▸ **Required action**: Write out again each line of the material below, unchanged, from the first one to the line that holds "<point>766,434</point>".

--- Extracted information ---

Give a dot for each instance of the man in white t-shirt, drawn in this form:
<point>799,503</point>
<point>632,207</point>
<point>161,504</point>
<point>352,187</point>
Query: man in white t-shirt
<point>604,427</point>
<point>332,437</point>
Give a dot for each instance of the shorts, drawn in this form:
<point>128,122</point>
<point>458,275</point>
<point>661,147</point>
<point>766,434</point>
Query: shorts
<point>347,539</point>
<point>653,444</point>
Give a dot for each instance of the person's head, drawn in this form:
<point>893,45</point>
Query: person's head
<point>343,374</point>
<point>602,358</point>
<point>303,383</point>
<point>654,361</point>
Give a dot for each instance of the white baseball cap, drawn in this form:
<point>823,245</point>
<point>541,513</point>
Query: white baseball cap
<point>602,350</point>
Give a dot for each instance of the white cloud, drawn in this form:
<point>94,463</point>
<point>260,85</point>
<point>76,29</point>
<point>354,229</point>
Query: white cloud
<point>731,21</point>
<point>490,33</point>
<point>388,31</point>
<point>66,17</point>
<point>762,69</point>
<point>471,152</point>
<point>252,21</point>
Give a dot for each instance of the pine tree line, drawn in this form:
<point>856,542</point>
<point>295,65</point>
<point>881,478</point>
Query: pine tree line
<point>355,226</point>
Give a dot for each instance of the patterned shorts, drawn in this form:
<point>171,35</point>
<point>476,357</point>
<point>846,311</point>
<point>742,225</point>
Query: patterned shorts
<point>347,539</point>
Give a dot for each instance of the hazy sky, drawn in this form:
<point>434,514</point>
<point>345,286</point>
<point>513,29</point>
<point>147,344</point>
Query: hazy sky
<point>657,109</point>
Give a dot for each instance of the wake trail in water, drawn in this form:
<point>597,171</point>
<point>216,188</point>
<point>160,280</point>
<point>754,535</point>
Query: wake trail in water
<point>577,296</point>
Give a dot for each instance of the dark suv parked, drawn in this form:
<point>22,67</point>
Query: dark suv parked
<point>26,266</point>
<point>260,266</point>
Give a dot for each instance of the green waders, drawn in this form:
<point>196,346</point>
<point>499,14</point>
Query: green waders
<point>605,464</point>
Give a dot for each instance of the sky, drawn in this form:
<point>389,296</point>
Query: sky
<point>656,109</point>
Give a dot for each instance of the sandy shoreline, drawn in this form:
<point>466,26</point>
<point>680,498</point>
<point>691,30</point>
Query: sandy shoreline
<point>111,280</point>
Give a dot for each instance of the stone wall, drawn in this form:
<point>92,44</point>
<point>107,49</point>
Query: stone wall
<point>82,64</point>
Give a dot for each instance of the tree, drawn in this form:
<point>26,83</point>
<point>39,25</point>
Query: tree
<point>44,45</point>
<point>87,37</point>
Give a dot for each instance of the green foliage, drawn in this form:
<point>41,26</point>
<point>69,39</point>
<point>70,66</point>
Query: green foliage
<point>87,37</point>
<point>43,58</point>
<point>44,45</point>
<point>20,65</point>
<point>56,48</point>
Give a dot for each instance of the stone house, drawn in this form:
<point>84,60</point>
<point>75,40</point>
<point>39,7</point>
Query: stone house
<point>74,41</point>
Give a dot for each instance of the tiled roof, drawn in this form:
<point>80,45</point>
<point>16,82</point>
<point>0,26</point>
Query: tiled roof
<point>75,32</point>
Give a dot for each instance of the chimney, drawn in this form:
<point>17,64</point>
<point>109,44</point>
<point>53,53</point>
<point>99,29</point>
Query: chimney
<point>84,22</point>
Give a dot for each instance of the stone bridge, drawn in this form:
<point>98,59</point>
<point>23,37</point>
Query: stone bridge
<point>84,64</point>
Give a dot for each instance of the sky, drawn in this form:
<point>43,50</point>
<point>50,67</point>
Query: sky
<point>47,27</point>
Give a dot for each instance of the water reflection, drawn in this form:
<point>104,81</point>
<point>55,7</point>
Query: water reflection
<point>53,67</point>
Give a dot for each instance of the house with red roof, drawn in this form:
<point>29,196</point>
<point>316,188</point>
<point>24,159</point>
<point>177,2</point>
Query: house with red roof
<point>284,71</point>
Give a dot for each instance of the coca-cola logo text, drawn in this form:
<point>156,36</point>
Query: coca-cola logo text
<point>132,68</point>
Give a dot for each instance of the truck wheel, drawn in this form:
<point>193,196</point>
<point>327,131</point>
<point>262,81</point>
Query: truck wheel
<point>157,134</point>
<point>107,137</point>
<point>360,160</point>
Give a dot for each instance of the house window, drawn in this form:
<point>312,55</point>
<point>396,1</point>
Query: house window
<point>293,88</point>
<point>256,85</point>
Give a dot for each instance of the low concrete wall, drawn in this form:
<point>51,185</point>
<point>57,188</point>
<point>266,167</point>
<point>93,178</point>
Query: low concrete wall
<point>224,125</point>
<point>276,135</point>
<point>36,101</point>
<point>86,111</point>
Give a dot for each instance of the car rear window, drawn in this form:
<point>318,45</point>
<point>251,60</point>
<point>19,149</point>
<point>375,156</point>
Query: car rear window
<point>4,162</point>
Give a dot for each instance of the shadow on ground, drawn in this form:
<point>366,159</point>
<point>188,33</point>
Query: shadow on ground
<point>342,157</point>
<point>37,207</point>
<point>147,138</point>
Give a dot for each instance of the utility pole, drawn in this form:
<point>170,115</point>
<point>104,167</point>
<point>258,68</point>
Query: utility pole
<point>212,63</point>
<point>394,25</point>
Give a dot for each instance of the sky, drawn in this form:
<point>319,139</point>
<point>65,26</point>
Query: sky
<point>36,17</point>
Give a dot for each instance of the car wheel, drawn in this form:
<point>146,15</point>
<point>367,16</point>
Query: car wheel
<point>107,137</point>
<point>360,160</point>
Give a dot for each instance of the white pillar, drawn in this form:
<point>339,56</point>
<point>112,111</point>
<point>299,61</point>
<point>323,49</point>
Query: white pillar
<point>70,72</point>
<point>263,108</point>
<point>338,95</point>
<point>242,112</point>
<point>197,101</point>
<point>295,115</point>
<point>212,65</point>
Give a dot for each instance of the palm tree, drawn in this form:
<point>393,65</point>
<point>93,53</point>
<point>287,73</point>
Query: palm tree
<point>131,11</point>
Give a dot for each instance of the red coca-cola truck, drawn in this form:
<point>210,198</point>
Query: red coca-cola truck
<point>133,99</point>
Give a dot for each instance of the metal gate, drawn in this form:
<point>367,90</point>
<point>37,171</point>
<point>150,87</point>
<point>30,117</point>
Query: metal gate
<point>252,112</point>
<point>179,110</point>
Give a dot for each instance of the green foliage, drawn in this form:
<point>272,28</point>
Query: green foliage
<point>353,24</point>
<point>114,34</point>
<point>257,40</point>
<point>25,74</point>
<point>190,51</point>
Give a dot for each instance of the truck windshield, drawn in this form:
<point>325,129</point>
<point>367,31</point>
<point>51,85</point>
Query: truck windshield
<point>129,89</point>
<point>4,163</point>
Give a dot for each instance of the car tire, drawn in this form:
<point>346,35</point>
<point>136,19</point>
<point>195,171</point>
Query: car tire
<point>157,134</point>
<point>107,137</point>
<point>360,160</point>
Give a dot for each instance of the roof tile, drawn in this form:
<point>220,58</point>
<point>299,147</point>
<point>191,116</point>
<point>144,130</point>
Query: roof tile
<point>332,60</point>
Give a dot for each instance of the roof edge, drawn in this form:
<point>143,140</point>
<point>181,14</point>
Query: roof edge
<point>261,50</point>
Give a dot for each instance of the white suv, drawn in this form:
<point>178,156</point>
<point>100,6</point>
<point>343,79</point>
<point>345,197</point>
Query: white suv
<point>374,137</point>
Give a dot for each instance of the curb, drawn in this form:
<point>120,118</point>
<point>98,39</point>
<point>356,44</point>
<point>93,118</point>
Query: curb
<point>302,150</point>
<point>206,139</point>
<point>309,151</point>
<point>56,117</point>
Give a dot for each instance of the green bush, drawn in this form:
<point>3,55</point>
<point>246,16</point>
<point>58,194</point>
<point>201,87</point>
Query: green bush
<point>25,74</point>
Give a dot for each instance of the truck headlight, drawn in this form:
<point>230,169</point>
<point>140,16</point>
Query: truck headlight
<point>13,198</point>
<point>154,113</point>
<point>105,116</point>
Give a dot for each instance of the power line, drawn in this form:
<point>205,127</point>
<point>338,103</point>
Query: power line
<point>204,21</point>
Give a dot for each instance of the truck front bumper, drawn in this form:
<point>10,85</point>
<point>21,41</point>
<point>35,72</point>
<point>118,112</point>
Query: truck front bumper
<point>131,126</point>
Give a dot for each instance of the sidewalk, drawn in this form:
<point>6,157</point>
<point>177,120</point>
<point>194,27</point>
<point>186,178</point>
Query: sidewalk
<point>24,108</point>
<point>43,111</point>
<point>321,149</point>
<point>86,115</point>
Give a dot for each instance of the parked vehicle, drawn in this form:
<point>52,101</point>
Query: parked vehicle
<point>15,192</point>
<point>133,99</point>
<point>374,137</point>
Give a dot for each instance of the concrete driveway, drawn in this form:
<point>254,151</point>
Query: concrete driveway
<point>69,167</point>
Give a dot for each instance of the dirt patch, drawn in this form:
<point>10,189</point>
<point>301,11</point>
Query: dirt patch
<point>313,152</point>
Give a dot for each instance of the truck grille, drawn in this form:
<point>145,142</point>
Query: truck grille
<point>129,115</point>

---

▸ **Your solution**:
Give a dot for each instance of the man in white t-shirt, drawn in this form:
<point>799,503</point>
<point>632,207</point>
<point>161,504</point>
<point>352,187</point>
Query: man in white t-shirt
<point>604,427</point>
<point>332,437</point>
Give a dot for each instance of the shorts, drawn in this form:
<point>128,122</point>
<point>458,275</point>
<point>661,147</point>
<point>766,434</point>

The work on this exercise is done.